--- START ---

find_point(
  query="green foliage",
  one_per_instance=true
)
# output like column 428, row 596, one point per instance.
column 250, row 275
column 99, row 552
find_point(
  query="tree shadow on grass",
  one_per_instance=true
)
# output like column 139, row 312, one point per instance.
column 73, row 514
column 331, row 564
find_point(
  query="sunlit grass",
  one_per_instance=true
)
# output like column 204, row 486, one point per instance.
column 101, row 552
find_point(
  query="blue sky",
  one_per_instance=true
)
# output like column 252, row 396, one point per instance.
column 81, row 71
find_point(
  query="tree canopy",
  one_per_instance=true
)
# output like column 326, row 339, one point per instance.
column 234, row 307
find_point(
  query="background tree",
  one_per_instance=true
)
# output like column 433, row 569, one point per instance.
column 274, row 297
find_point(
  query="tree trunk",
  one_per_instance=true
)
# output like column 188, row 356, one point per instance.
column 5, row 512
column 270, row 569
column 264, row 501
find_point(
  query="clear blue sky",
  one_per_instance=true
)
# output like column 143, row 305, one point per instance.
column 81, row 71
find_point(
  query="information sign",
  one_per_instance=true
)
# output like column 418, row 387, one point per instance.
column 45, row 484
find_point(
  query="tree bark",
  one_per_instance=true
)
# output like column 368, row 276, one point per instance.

--- END ---

> _Task prompt_: Copy out exactly the lines that run from the one holding "# output like column 143, row" through the end of the data above.

> _Answer for the task_:
# output like column 143, row 305, one point per instance.
column 81, row 71
find_point(
  query="information sign",
  one_per_instance=true
)
# output like column 418, row 387, one point per instance.
column 45, row 484
find_point(
  query="tree bark",
  one_per_instance=true
)
# output like column 368, row 276, one point per instance.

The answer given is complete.